__ENTRIES SHOWN__:
-----
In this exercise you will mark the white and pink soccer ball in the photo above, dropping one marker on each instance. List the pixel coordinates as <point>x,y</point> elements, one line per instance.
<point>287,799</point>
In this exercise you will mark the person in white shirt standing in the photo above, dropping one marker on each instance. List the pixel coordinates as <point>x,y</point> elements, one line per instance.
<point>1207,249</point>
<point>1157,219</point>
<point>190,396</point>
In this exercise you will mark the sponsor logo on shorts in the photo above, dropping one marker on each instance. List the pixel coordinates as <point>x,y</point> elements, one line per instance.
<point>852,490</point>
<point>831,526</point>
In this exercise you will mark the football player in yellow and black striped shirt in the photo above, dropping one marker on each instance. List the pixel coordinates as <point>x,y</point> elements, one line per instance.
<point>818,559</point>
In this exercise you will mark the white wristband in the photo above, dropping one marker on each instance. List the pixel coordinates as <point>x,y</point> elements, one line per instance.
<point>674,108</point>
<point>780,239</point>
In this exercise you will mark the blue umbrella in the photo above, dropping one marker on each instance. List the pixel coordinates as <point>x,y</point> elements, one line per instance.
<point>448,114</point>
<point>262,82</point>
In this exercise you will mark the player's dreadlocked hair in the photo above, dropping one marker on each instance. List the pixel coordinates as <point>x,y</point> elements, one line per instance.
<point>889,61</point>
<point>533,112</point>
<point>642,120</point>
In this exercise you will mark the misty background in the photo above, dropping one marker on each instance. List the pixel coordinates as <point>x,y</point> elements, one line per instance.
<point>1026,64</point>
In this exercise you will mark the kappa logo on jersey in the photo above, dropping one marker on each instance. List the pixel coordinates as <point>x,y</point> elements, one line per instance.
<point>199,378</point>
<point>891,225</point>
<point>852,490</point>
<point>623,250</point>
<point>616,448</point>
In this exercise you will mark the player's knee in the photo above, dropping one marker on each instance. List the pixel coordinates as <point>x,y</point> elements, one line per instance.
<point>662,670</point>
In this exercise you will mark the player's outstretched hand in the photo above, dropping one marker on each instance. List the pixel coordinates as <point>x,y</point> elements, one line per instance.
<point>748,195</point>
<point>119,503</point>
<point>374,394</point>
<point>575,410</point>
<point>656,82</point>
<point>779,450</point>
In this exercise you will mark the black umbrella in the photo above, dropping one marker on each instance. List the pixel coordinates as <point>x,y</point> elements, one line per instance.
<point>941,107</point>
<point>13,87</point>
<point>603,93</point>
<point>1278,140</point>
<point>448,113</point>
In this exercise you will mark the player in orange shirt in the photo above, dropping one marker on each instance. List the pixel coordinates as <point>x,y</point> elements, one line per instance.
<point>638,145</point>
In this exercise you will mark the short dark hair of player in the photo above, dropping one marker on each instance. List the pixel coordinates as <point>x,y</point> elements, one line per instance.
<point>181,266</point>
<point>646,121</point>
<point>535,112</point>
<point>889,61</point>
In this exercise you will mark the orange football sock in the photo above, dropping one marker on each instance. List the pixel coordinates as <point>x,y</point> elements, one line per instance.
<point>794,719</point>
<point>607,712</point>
-----
Copy the material word for word, starting at its first line and ending with the line that holds "<point>190,396</point>", both lines included.

__SOLUTION TO THIS TASK__:
In this exercise you will mark the white and pink soccer ball in the photo above, dropping one marker on each instance. List the pixel coordinates as <point>x,y</point> elements, one line per instance.
<point>287,799</point>
In this exercise you will mark the person in white shirt standing in the photo above, dropping one marker on each instance. List the pixel coordinates as <point>x,y</point> elements, one line per instance.
<point>1207,249</point>
<point>1157,219</point>
<point>190,396</point>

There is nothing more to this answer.